Selected text =
Even in the bag-in-box segment, which accounts for more than half the wine sold nationally, there is a move towards lighter wines. Previously it was dominated by the rich Appassimento and Zinfandel styles with a lot of residual sugar. Today however, the highest-selling bag-in-box is a dry Garnacha from Spain.

What’s happening in the on trade

Norway has an exciting wine scene and more wine bars keep popping up. There is a strong focus on good glassware and wine lists in the urban areas are extensive.

Cru Vin & Kjøkken is a well-established restaurant and wine bar in the western part of Oslo. It is located in an area where the standard of living and spending is already high; however, manager, chef and sommelier James Maxwell-Stewart says he has seen a dramatic increase in the average spend of his guests since he took over in 2015. He claims that about 30% of the wine sales are of expensive wines and it has become fairly regular for guests to spend NKr2,000 ($235) or more.

To-do list =
A) Write out the part of the text on Norway's wine market between "What’s happening in" and "($235) or more.", inclusive.
B) How would you say this sentence from the text on Norway's wine market in Spanish: "Norway has an exciting wine scene and more wine bars keep popping up."
C) According to the text on Norway's wine market, what is today's highest-selling bag-in-box wine?
Rely only on the text on Norway's wine market for what comes next.

Information supplied =
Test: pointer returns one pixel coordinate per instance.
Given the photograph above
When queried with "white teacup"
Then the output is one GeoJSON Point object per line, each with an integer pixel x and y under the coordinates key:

Exercise solutions =
A)
What’s happening in the on trade

Norway has an exciting wine scene and more wine bars keep popping up. There is a strong focus on good glassware and wine lists in the urban areas are extensive.

Cru Vin & Kjøkken is a well-established restaurant and wine bar in the western part of Oslo. It is located in an area where the standard of living and spending is already high; however, manager, chef and sommelier James Maxwell-Stewart says he has seen a dramatic increase in the average spend of his guests since he took over in 2015. He claims that about 30% of the wine sales are of expensive wines and it has become fairly regular for guests to spend NKr2,000 ($235) or more.

B) Noruega tiene una escena vinícola emocionante y siguen apareciendo más bares de vinos.

C) A dry Garnacha from Spain.